ESTRATTO DEL TESTO
A prima vista e così a bruciapelo in effetti sembrerebbero non esserci valide giustificazioni per tentare di spiegare anche solo sommariamente questa forma di (in)consapevole follia.
Ancora ricordo i miei esordi. Ho iniziato a correre in modo più o meno serio da poco più di cinque anni. Volevo arrivare, un giorno, a poter dire “si, è vero, sono pigro, ma una volta ho corso una mezza maratona con le mie gambe”. Quello che doveva essere il mio obiettivo finale diventò invece il mio punto di partenza. Giorno dopo giorno mi resi conto che, contrariamente al pensiero della maggior parte delle persone, fare fatica è bello. Spesso mentre corri ti senti come se dovessi sputare l’anima, ma poi dopo la fatica iniziale ti senti invincibile come un leone. E’ un po’ il contrario della sbornia: mentre bevi sei euforico e ti senti un leone, la mattina dopo…va bè, avete capito!
Comunque, basta anche un piccolissimo livello di preparazione per limitare quella sensazione di fatica che può assalirti quando corri. E a quel punto ti senti sempre un leone e diventa una droga. Una droga sana. Più corri e più vorresti correre. Cominci a dimagrire, ti rimetti in forma, stai bene con te stesso e con gli altri. In una parola, ringiovanisci.
E poi l’ambiente, la compagnia. Potrei fare milioni di esempi concreti, ma mi limiterò a un paio.
– San Vittore Olona (MI), 31 gennaio 2016. Devo correre l’84^edizione della Cinque Mulini, la campestre forse più storica e importante al mondo. Mentre faccio riscaldamento cercando di scaricare la tensione per un appuntamento così importante, vengo fermato da un ragazzo intento pure lui a riscaldarsi: “Ciao Lorenzo, come va?”, come tra vecchi amici. Prima volta che lo vedo. Mi segue costantemente sul mio blog. Il potere della corsa. E di Facebook!

OBIETTIVO DEL COMPITO
Prosegui il testo sulla passione per la corsa a partire dalla frase "E di Facebook!", mantenendo lo stesso registro in prima persona.

VOCI
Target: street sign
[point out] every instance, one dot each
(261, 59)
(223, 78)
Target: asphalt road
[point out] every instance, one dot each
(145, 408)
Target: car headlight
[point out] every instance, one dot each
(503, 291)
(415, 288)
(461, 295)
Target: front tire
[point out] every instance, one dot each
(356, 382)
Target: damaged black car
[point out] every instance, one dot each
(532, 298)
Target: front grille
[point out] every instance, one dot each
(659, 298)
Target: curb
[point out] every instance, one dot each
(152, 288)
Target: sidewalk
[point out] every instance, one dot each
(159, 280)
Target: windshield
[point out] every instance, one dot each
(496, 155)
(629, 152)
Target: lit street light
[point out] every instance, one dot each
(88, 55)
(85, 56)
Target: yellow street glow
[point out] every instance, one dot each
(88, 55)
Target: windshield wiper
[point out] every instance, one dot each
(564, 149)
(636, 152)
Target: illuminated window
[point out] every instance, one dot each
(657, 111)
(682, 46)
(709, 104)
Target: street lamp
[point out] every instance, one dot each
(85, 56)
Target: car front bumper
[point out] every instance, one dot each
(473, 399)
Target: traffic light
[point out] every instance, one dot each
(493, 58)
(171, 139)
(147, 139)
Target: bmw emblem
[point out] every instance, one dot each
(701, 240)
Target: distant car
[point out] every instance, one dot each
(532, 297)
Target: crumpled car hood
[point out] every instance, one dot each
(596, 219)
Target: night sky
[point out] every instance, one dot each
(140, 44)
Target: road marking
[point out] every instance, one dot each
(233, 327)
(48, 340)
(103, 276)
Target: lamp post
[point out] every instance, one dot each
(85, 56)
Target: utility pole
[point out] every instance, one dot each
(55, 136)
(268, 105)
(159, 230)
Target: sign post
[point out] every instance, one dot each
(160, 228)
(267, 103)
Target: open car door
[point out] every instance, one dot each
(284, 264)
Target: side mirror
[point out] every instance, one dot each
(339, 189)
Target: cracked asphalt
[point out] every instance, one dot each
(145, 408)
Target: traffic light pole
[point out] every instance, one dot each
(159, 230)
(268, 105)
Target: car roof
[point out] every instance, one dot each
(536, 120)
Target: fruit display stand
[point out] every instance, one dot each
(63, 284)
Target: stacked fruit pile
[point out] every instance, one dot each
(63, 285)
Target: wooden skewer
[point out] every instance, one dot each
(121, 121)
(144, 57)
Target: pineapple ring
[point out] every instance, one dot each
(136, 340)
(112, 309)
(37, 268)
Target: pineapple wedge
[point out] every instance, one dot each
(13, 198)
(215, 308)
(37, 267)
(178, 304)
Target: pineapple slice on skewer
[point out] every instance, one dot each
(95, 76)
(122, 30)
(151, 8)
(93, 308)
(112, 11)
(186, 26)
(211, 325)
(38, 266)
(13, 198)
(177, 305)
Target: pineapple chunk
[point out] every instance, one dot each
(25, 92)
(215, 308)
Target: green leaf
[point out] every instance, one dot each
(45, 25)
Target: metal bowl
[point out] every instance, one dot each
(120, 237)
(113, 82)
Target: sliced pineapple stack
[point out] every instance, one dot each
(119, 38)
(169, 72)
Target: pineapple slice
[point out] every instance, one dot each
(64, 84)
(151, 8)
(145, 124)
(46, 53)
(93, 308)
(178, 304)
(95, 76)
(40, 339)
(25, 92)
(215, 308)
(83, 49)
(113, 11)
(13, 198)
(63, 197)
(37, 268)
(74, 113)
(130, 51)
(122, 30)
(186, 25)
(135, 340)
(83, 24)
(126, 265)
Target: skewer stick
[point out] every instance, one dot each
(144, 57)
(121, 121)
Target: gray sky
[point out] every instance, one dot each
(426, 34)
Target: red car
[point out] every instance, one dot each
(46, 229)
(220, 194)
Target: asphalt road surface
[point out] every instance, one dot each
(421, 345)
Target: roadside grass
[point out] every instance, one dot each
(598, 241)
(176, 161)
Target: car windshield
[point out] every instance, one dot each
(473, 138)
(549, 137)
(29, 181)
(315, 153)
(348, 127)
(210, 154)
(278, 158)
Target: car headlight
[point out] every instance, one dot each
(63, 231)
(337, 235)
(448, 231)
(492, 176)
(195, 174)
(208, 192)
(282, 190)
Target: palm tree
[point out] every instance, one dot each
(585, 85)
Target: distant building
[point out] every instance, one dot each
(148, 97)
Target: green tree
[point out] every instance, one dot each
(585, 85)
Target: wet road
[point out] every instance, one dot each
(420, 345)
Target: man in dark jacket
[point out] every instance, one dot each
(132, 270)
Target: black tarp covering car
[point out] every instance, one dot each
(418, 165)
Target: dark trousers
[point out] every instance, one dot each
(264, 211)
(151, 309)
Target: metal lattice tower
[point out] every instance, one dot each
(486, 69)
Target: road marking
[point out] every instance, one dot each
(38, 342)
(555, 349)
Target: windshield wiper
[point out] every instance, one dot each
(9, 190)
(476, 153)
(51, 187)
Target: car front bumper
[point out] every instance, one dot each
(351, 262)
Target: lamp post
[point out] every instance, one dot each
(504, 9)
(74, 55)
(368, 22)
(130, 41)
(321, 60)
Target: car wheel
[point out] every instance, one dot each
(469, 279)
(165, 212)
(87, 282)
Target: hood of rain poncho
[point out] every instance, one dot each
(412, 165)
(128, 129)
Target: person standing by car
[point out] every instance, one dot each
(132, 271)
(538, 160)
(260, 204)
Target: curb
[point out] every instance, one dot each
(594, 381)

RISULTATO FINALE
– Gubbio (PG), 21 febbraio 2016. Campionati italiani assoluti di corsa campestre. Stessa dinamica. Sto facendo riscaldamento. E’ stata una settimana molto difficile, una delle più buie della mia vita. Mi trovo in Umbria, distante da casa e un po’ da ogni cosa. Eppure incontro ragazzi da Milano, Treviso, Trieste, Udine, Ascoli Piceno e Palermo. Amici conosciuti grazie alle corse. Compagni di fatica che non vedo da tantissimo tempo. Con tutti mi fermo a parlare. In pochi minuti cominciamo a ridere e a scherzare come se fossimo alla non competitiva della domenica.
Di colpo, finalmente riesco a lasciarmi alle spalle i brutti fantasmi della settimana appena terminata.
La magia della corsa.
Non ci sono rivali, ma solo colleghi e amici con cui confrontarti, in grado di darti consigli preziosi e disinteressati, per alzare ogni volta la tua asticella di qualche centimetro. Per maturare come atleta e come persona. E per vivere esperienze indimenticabili.
“Ma chi ce lo fa fare?”, mi domanda la mia amica mentre siamo a cena la sera del suo compleanno. Ci siamo conosciuti da poco più di un anno, proprio grazie alla corsa. Si è appena regalata il personale sui 10 km. E’ distrutta, ma soddisfatta. Come regalo, io, invece, l’ho iscritta ad un’altra gara.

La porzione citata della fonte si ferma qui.